Perkembangan teknologi yang ada saat ini memungkinkan
komputer dan video juga diproyeksikan dengan menggunakan peralatan khusus,
yaitu LCD.
c.
Media Audio
Media audio merupakan media yang fleksibel karena
bentuknya yang mudah dibawa, praktis, dan relatif murah (misalnya tape compo,
pengeras suara). Media audio ini mencakup program wicara, wawancara, diskusi, bulletin, warta berita,
program dokumenter program feature dan majalah udara, drama audio)
d.
Media Video
d.Media
video dapat digunakan sebagai alat bantu mengajar pada berbagai bidang studi.
Hal itu disebabkan oleh kemampuan video untuk memanipulasi kondisi waktu dan
ruang .
e.
Media Berbasis
Komputer
e.Media
komputer juga mampu menampilkan unsur audio-visual yang bermanfaat untuk
meningkatkan minat belajar siswa, atau yang dikenal dengan program multi media.
D. PEMILIHAN MEDIA PEMBELAJARAN
Faktor-faktor yang mempengaruhi pemilihan media adalah sebagai beriktu:
1.
Tujuan
Media yang dipilih
hendaknya menunjang pencapaian tujuan pembelajaran.
2.
Ketepatgunaan
Hendaknya dipilih
ketepatan dan kegunaannya untuk menyampaikan pesan yang hendak dikomunikasikan/
diinformasikan
3.

CUPLIKAN DATA:
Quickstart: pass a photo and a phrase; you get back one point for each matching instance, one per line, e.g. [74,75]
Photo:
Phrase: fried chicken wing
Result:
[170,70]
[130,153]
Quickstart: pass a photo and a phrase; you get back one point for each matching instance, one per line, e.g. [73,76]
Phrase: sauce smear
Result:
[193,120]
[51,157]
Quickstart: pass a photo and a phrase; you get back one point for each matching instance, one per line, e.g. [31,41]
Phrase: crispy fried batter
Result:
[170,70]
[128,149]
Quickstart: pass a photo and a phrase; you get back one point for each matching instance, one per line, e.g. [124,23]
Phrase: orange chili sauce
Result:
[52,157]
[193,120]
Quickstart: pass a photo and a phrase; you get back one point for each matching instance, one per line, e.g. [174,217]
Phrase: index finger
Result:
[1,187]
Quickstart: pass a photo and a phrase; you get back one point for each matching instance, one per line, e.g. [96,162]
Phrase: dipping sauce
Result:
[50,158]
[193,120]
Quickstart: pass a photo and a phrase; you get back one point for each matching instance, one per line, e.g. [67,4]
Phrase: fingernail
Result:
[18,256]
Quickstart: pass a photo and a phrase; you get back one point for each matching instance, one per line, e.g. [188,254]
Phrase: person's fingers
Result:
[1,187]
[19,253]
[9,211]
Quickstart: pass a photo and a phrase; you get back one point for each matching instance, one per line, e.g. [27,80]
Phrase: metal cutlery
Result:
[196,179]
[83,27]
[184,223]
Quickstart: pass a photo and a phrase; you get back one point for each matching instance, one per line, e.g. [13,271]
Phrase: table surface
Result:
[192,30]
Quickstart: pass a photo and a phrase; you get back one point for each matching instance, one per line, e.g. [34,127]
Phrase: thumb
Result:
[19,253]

PETUNJUK PENGERJAAN: Menurut kutipan tentang media pembelajaran, mengapa media audio disebut media yang fleksibel? Jawablah hanya dengan berpedoman pada kutipan.

JAWABAN BERIKUT: Karena bentuknya mudah dibawa, praktis, dan relatif murah.